──────── Alıntı metin ────────

Tarih unutulmaz, hatırlanır

0
801

Sovyetler Birliği’nin dağılmasından bir yıl önce Gürcistan Cumhuriyeti’nde yaşayan Gürcü halkı, açık -gizli olarak bu birlikten ayrılmak ve bağımsız bir devlet kurmak için harekete geçti.

Tiflis’te, aydınların öncülüğünde gençler 1956 yıllarında da böyle bir harekete girişmişlerdi fakat başaramadılar. Doksanlı yıllarda bu hareket, Moskova’dan eski SSCB’nin dışişleri bakanı E. Şevarnadze tarafından yönetiliyordu. Sonunda bu hareket amacına ulaştı ve SSCB’nin 15 cumhuriyetinden ilk bağımsızlığını ilan eden cumhuriyet Gürcistan oldu. Bu bağımsız devletin ilk cumhurbaşkanı bağımsız devlet kurma hareketine çok emek veren, güç harcayan Zviad Gamsahurida idi. Fakat çok geçmeden bu resmi, seçilmiş cumhurbaşkanı Z.Gamsahurida, kendi devletinin yönetimi ile tezata düştü ve ciddi anlaşmazlıkların sonucu olarak görevinden ve Gürcistan’dan kovuldu.

Ne yazık ki bağımsızlığını “kazanan” Tiflis’teki yöneticiler, SSBC zamanında otonomi halinde Gürcistan’a bağlı olan halklara; Abazalara, Osetlere ve Acaralılara bağımsız olma hakkı vermediler. Bu halklar, SSCB döneminde olduğu gibi Gürcistan’a bağlı kalacaklarmış. Şunu da hatırlatmak istiyorum, Sovyetler Birliği’nin ilk yıllarında Moskova’da büyük görevde bulunan Gürcü asıllı diktatör Stalin, Abaza ve Osetlere danışmaksızın, bu halkları Gürcüleştirme amacı ile Abhazya ve Güney Osetya bölgelerini Gürcistan Cumhuriyeti’ne bağlamış, sözde otonomi hakkını tanımıştı fakat gerçekte tam haksız ve sessiz idiler. Abhazya ile ilgilenenler, 70 sene içinde Gürcistan’dan ayrılmak için kaç defa ayaklanma yaptıklarını gayet iyi bilirler, ama zamanın şartları gereği hiçbirinde başarıya ulaşamamışlardı.

────────

— Alıştırmalar —
(1) Gürcistan'ın bağımsızlığını anlatan metne göre bağımsız Gürcistan'ın ilk cumhurbaşkanı kimdi?
(2) Gürcistan'ın bağımsızlığını anlatan metinden, "Ne yazık ki" ifadesini içeren sözlerle açılıp "hiçbirinde başarıya ulaşamamışlardı." ile kapanan bölümü aynen kopyalayın.

──────── Çıkarılan malzeme ────────

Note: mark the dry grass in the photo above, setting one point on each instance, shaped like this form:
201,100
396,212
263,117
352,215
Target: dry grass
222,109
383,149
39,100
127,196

────────

— Tam cevaplar —
(1) Zviad Gamsahurida.

(2)
Ne yazık ki bağımsızlığını “kazanan” Tiflis’teki yöneticiler, SSBC zamanında otonomi halinde Gürcistan’a bağlı olan halklara; Abazalara, Osetlere ve Acaralılara bağımsız olma hakkı vermediler. Bu halklar, SSCB döneminde olduğu gibi Gürcistan’a bağlı kalacaklarmış. Şunu da hatırlatmak istiyorum, Sovyetler Birliği’nin ilk yıllarında Moskova’da büyük görevde bulunan Gürcü asıllı diktatör Stalin, Abaza ve Osetlere danışmaksızın, bu halkları Gürcüleştirme amacı ile Abhazya ve Güney Osetya bölgelerini Gürcistan Cumhuriyeti’ne bağlamış, sözde otonomi hakkını tanımıştı fakat gerçekte tam haksız ve sessiz idiler. Abhazya ile ilgilenenler, 70 sene içinde Gürcistan’dan ayrılmak için kaç defa ayaklanma yaptıklarını gayet iyi bilirler, ama zamanın şartları gereği hiçbirinde başarıya ulaşamamışlardı.